Cars turning right (see white vehicle) pose a real danger to bicycles heading downhill |
It is not only the traffic light that is problematic here. Streets are typically designed to offer the fastest turning radius to automobiles. In other words, if there are no physical barriers that force cars to slow down, they generally won’t. Since bicycles are often in motorists’ blind spots while turning, there must be visual cues that remind everyone – especially motorists – of the vulnerable road user’s presence.
Over years of developing and revisiting best practice intersection design, the City of Copenhagen has implemented guidelines that could address the unsafe features observed at the Atwater & Saint Antoine intersection through inexpensive features like paint, lights and a protected corner. Here is an example of what these interventions might look like:
1. The first major change is the addition of bicycle infrastructure on Atwater to designate space for bicycle users, which in the case of this intersection will be a necessary adjustment to making it safer for vulnerable road users. Physical protection of bicycle users and pedestrians, each with their own space, throughout the underpass leading up to the intersection is key for safety on busy streets.
2. The second change is to pull back the stop lines for cars. In most cities cars and bicycles share a stop line at the intersection even when bicycle infrastructure is present, which means that bicycles are waiting in a car’s blind spot where they might not be seen. By placing bicycles further in front, motorists are reminded of their presence and it allows bicycle users to get a head start when the light is green.
-----
## YOUR TASKS
a: Translate this sentence from the intersection design passage above into Spanish: "Streets are typically designed to offer the fastest turning radius to automobiles."
b: Pick up the intersection design passage above after its final sentence and keep writing from there.
-----
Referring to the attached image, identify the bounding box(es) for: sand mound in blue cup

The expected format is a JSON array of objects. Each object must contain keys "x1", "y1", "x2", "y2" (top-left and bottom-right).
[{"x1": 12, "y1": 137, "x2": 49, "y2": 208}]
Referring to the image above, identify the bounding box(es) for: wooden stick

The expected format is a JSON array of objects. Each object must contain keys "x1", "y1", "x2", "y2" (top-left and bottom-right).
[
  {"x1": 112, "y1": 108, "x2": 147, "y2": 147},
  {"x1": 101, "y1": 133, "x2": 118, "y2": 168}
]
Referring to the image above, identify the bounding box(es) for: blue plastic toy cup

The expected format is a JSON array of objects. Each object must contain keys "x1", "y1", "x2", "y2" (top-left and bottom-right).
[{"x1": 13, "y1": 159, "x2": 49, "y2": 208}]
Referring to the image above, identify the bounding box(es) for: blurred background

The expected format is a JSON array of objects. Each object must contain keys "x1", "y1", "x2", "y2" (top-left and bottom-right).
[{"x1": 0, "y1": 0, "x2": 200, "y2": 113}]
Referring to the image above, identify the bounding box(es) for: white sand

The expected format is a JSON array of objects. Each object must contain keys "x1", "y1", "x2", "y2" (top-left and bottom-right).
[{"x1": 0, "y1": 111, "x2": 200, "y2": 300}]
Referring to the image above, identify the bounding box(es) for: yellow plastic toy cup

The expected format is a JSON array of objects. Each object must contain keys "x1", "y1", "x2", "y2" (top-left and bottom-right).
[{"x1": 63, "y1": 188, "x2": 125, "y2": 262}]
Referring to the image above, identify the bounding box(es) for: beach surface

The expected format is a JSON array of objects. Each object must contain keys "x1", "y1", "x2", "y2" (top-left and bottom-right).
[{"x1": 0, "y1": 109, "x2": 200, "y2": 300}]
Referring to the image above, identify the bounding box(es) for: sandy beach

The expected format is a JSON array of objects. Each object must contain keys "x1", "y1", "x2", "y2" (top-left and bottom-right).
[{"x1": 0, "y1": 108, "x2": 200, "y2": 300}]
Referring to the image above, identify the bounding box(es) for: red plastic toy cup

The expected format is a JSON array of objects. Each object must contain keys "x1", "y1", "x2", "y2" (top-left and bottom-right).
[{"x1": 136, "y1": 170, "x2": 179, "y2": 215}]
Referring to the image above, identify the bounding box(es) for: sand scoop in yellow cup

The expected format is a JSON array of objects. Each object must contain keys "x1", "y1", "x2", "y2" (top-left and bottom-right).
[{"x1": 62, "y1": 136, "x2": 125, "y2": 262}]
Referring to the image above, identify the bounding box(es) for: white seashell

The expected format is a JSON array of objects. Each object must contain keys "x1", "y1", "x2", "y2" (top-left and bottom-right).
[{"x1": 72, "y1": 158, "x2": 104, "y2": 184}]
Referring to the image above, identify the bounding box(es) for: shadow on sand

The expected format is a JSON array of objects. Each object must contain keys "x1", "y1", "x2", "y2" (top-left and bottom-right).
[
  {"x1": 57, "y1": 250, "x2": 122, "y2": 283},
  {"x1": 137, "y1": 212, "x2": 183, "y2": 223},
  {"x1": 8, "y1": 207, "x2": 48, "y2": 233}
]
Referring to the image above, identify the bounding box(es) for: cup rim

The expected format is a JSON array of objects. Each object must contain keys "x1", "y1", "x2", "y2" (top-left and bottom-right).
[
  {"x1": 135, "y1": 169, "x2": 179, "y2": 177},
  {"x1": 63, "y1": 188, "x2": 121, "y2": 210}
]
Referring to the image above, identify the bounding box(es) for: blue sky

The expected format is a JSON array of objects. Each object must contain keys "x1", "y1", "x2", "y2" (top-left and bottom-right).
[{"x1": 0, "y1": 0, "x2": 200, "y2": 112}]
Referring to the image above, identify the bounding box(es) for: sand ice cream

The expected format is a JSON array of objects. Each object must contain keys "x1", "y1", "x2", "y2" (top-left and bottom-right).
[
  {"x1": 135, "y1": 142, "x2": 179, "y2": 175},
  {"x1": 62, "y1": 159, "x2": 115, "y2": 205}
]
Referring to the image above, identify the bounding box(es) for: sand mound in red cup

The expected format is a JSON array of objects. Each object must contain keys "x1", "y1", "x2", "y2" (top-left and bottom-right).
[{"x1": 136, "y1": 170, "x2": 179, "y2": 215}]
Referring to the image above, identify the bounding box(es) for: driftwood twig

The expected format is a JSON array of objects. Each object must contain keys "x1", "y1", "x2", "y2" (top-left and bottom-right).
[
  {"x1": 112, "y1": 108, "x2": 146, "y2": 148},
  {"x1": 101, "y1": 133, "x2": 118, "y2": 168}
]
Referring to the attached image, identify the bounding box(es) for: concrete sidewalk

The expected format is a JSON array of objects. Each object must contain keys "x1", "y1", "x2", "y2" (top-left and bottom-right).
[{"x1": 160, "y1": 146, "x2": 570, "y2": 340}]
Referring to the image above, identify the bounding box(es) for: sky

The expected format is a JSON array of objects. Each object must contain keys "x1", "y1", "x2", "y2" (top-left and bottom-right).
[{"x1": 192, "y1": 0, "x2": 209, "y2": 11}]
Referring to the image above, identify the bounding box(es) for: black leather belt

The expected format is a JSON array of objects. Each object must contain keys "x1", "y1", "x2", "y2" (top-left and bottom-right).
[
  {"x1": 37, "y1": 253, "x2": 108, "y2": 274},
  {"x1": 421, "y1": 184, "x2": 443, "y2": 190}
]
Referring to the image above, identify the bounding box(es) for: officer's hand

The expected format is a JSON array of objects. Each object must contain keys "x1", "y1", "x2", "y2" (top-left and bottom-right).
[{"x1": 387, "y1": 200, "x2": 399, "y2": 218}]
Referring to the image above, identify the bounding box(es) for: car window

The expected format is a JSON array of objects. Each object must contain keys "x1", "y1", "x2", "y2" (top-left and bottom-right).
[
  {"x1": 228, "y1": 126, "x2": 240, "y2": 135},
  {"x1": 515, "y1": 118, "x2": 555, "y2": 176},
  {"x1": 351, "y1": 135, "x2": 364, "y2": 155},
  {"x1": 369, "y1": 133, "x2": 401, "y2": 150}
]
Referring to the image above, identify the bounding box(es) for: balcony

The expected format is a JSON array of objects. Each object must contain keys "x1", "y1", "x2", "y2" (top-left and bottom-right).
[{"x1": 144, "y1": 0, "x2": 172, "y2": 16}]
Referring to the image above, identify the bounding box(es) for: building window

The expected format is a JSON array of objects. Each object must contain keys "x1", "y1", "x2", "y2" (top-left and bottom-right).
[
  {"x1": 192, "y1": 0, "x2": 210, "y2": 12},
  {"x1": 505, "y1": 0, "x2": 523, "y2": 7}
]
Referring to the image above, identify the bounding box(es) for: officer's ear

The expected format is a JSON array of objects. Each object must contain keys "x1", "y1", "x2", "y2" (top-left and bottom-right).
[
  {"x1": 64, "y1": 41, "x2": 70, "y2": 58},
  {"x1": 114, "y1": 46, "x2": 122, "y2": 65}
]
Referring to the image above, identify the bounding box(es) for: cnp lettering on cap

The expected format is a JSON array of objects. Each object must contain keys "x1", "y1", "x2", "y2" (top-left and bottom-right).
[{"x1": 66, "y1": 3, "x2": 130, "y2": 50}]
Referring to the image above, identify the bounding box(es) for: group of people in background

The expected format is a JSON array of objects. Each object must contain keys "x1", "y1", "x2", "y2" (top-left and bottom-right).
-----
## TASK-BY-TASK RESULTS
a: Las calles suelen diseñarse para ofrecer a los automóviles el radio de giro más rápido.

b:
3. Bicycle users also require a few seconds to stabilize their movement as they start cycling forward. Giving bicycles their own traffic light and a 4-5 second head start over cars ensures that bicycle users can gain momentum safely and are offered priority in their straight movements over right turning cars.
4. The green paint in the intersection, which follows the natural path cyclists take, functions similarly to the pulled back stop line in that it creates better awareness and visibility for the potential presence of cyclists. However, it also designates space to the bicycle as a valuable and legitimate mode of transport that is different from pedestrians and motorists.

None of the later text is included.